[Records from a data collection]
___
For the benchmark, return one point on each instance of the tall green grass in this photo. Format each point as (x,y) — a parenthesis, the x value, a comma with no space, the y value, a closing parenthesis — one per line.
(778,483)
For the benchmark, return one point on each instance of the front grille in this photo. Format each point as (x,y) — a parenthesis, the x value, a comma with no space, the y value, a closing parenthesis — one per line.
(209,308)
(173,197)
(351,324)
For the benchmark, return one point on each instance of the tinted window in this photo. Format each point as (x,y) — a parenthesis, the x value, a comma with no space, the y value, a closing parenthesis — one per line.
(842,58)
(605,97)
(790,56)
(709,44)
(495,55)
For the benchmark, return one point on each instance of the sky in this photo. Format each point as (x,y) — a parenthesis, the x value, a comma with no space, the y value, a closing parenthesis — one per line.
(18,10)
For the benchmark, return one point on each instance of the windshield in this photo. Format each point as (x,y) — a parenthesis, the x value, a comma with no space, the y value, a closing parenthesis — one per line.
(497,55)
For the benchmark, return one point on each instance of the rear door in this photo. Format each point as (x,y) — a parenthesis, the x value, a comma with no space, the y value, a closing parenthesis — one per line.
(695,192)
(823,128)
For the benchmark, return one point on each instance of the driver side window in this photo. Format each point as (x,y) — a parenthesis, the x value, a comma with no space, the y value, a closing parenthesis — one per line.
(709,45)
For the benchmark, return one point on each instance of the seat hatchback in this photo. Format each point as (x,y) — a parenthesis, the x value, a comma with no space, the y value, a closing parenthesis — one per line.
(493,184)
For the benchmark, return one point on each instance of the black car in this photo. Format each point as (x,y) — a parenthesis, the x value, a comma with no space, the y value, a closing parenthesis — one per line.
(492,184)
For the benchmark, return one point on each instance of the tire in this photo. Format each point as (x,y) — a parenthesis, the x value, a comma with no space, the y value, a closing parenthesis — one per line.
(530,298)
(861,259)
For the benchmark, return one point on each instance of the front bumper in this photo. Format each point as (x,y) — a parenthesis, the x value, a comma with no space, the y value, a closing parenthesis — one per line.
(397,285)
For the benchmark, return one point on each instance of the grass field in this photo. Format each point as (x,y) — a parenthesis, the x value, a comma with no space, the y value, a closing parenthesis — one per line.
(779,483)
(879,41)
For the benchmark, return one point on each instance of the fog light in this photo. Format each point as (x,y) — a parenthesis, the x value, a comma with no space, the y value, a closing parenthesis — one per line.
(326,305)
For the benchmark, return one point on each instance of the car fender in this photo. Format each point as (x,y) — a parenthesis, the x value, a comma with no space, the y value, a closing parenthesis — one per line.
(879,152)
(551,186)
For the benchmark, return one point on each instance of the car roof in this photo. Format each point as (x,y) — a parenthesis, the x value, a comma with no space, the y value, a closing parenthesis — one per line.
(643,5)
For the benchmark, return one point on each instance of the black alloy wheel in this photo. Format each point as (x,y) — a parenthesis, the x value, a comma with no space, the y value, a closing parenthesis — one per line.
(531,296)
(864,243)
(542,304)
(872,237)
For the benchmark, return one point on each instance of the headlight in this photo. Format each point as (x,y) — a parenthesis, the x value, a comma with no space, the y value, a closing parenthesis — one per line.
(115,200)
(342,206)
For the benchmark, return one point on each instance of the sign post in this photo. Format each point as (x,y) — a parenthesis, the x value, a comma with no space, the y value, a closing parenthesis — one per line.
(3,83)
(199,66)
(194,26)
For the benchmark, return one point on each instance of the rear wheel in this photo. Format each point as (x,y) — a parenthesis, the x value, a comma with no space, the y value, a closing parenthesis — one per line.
___
SHORT PROBLEM> Give back all the data exactly as written.

RESULT OF THE EXERCISE>
For the benchmark, return one point on each instance of the tall green grass in this photo. Format each point as (x,y) — a parenthesis, the x value, a comma with no space, the y value, a closing parenthesis — one per line.
(778,483)
For the benchmark, return one point on each instance of the front grille in this photo. Format each point as (x,y) — a parenthesis, the x value, a comma with no space, the y value, a closing parenthesis — one per line.
(209,308)
(173,197)
(351,324)
For the benchmark, return one point on each instance of the tinted window in this photo. Format each point as (x,y) — a parenthesis, the x value, a comma with no space, the y value, a closing parenthesis — one per line.
(842,58)
(605,97)
(790,56)
(709,44)
(495,55)
For the benchmark, return one point on each instance of the sky in this photo. Format each point as (x,y) — a parenthesis, the x value, a comma with no space, the y value, a closing parenthesis — one per line.
(18,10)
For the benchmark, return one point on each instance of the windshield in this photo. Format each point as (x,y) — a parenthesis, the x value, a comma with no space, the y value, a closing parenthesis — one per line.
(497,55)
For the benchmark, return one point on each instance of the rear door in this photo. Format each point as (x,y) — a parenthesis, the x value, a comma with no space, the y value, a closing parenthesis — one per line.
(695,192)
(823,128)
For the benchmark, return one point on each instance of the driver side window in this photo. Format each point as (x,y) — a parenthesis, the x value, a comma with no space, the y value, a closing parenthesis — one per line.
(709,45)
For the benchmark, return one point on each instance of the seat hatchback in this photo. Format each point as (x,y) — a parenthesis, the x value, a comma with no space, the y value, a closing parenthesis — one per line.
(493,184)
For the benchmark, return one point on each instance of the black car in this photo. Format each point as (x,y) — a parenthesis, the x value, a comma with no space, the y value, a closing parenthesis — one per line.
(492,184)
For the benchmark, return one point on each instance of the tire in this photo. Format each point as (x,y) — a parenthesis, the x value, a comma with no space, the y value, a closing parenthesis — one per line.
(530,298)
(861,259)
For the benchmark, return one point on each instance of the front bumper in this photo. Format each point as (x,y) — a parenthesis, the x value, a comma with no space, the y value, a closing parenthesis — one per line.
(397,285)
For the benchmark, return one point on each instance of the grass field in this photo. Format each point as (x,y) — a parenthesis, the x value, a comma with no space, the y value, a closing parenthesis — one per line.
(779,483)
(879,41)
For the benchmark, return one point on each instance of the fog light in this photo. Format each point as (x,y) — a parenthesis, the x value, a comma with no space, the y value, a closing parenthesis — one per line.
(326,305)
For the benchmark, return one point on each instance of the car fender in this photo. Format each point as (x,y) — a parenthesis, the x value, a comma with no space, the y value, a closing parenthesis — one per line.
(879,152)
(551,186)
For the benchmark, return one point on each instance of the car roof in this photo. Format each point as (x,y) — a parenthesis, the x value, a comma with no space, the y value, a closing parenthesis — one per line.
(643,5)
For the benchmark, return one point on each instance of the black alloy wheel in this photo. Format each point as (x,y) — a parenthesis, the x value, a comma with no space, the y value, a closing parenthesis — one per line.
(531,296)
(864,243)
(542,304)
(872,237)
For the benchmark, return one point on each instance of the headlight in this photo. Format each point as (x,y) — a parenthesis, the x value, a comma with no space, the y value, a closing parenthesis — one per line.
(115,200)
(342,206)
For the benchmark, return one point on each instance of the sign post in this photo. Format each point as (x,y) — a parenthesis, the x value, a comma with no space, the y value, a closing parenthesis — one per line.
(3,83)
(199,66)
(194,26)
For the benchmark, return one point on each instance of the rear wheel in this photo. Format each point as (x,y) — a parenthesis, the x value, a comma with no space, the y value, a closing parenthesis — one per line.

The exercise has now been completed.